━━━━━ Kaynak metin ━━━━━

Bir oturuşta anlatılacak hikâyelerim olmadı hiç. Her hikâye bir imgelem denemesiyle başladı girişine. Belki çok zaman sonra bir gelişme ve fi tarihli bir sonuç beyannamesi. Sanırım bu da öyle bir mesel işte. Yeşil gül, güllü yeşil… İlk okuyuşta anlaşılamayacak, anlaşılsa dahi mef’ûl, fâil bağımlı bir kesit sunacak sana, ona ve diğerlerine.. Bir gerçeği tanımak sessizliği tanımak gibidir. Suyun rengini ve kokusunu tanımak gibidir bir yazıyı okumak. Kaç kez toprağa uzanıp karlara bürünerek bir şiiri tanıdınız? Kaç kez duvarlara gölgenizi çize çize mısralar boyu dayandınız? Sizler yeryüzünün yarıklarından çıktığınızdan beri kaç kez öne doğru bir adım attınız?… Bizler öne doğru birer adım attık ve anladık ki hayatımızdan her bir kesit bizi dosttan öte kardeş kılacak anlamlarla vuku buldu.
Kimi saatler vardır ki, su ile gece yumuşaklıklarını birleştirirler. Şimdi bahsedeceğim şey tam da bu bapta su ile toprağın bileşimi gibi bir şey.. Nesnelerden değil nesnelerin anlamından gelen bir ışık huzmesi gibi. Hatırlanası, tebessüm edilesi bir anı gibi…
Zihnimin çeperlerinde duru bir dil konuşur gülyeşil’e dair. Çünkü dostluğun sesi, ihtirasın sesinden daha kuvvetlidir. Öyleyse hayat? Değil mi ki bir çizgiden başka nedir hayat? Yaşadıklarımızla doğa arasındaki ilişkiler kuşkusuz gözle göremediğimizden daha ötededir.

━━━━━ Kayıt alıntıları ━━━━━

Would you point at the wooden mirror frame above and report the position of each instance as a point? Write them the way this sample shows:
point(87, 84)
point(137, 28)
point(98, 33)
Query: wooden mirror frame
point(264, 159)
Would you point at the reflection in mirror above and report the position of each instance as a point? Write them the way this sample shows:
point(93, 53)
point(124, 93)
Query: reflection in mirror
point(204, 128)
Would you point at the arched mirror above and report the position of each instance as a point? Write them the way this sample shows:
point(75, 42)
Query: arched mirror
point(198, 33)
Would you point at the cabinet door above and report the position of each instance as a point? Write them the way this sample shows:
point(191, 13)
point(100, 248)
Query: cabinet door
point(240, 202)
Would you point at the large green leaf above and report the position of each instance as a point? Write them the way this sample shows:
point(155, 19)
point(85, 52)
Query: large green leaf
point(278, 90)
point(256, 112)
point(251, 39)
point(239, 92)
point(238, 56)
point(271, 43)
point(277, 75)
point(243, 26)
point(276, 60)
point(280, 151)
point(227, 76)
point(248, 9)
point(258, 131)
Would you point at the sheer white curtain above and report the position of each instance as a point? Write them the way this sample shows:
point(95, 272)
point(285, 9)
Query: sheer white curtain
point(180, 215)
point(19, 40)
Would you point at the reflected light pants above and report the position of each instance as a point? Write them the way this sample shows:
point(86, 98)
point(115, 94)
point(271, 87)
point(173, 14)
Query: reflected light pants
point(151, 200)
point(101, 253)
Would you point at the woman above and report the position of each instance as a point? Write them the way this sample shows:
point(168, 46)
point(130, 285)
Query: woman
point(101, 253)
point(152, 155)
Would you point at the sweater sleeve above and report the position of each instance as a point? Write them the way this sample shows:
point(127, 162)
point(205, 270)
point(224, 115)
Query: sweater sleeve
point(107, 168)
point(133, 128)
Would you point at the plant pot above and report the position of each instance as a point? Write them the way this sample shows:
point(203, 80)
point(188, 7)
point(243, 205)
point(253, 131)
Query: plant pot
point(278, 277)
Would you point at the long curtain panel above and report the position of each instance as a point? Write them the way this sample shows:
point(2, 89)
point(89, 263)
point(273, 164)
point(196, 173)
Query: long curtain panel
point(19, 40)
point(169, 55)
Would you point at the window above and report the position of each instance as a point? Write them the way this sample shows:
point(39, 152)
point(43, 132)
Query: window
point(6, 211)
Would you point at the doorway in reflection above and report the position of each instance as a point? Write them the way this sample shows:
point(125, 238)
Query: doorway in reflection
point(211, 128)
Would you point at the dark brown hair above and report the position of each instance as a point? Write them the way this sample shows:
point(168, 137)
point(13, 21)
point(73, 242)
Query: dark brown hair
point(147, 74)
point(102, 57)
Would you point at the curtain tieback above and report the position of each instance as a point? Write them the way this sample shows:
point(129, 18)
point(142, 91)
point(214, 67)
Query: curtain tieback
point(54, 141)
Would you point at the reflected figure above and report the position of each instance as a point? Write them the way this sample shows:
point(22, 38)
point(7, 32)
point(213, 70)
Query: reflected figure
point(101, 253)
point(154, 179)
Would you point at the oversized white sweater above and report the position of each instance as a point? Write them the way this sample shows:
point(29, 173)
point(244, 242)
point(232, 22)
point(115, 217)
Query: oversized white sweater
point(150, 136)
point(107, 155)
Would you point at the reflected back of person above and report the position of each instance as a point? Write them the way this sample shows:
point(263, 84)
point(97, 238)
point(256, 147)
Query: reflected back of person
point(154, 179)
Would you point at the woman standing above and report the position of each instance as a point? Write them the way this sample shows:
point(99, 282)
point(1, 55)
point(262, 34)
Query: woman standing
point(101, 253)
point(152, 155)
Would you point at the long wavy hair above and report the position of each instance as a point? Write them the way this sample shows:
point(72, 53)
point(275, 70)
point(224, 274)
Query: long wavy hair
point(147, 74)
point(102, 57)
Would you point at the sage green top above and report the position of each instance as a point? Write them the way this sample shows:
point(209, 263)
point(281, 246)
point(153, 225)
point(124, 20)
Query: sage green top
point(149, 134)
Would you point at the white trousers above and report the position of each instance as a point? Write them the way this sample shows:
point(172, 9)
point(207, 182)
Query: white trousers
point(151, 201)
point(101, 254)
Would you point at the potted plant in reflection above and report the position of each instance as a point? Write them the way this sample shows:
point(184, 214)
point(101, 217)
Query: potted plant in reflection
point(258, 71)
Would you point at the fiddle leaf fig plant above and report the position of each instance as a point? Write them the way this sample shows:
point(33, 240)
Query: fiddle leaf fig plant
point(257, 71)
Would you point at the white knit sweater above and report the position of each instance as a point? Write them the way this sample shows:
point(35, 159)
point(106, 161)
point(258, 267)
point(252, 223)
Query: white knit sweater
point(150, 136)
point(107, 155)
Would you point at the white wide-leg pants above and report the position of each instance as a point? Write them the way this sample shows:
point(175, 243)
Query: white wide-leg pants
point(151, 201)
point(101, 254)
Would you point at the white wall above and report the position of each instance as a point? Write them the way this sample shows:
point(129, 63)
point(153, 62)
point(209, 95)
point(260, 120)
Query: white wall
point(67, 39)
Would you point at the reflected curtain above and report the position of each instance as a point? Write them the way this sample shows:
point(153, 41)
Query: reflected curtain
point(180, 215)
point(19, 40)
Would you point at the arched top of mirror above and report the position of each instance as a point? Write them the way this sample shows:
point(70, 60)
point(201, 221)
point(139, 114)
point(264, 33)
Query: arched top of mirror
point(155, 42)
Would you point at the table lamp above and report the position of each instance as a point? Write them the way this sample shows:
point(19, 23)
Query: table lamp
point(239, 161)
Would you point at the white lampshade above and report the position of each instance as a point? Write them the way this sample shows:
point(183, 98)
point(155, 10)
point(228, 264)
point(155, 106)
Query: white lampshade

━━━━━

• Yapılacak görevler:
a: Lütfen kaynak metne göre aşağıdaki soruları yanıtlayın.
(i) Bir yazıyı okumak neyi tanımaya benzetiliyor?
(ii) Dostluğun sesi hangi sesten daha kuvvetli?
(iii) Bir gerçeği tanımak neyi tanımak gibidir?
b: Gülyeşil ve dostluk üzerine yazılmış kaynak metni, son cümlesinden sonrasını yazarak sürdürün.

• Verilen cevaplar:
a:
(i) Suyun rengini ve kokusunu tanımaya.
(ii) İhtirasın sesinden.
(iii) Sessizliği tanımak gibidir.

b:
Yağmurla, rüzgârın ortak bir dili olduğundan kuşku duymuyorum. Benimle gülyeşil arasında da öyle. Kuşku duymuyorum samimiyetinizden.. Geceyle gündüz arasındaki ilişki, güneşle yıldızlar arasındaki ilişki gibi taze. İnsanın bilgeliği birdenbire oluşmaz. Dostluğu da öyle. Uzun bir çalışma gereklidir buna. Uzun ve ince. Susmaya hakkı olanların dokununca paylaşacağı duyguların soluksuz haliyle yeryüzüne ayak basması anında nabzının atışını dinleyivermek; insan bakışlarından kaçan bir uçarı kalbin her günün ve saatin kırıntısında yeni bir dünya inşa etme arzusu yatar. Kim bilir belki de bu sebeple yeni dünyalar inşa etmek hikmetidir bizi birbirimize kardeş kılan.. Bizi birbirimize ev arkadaşı kılan.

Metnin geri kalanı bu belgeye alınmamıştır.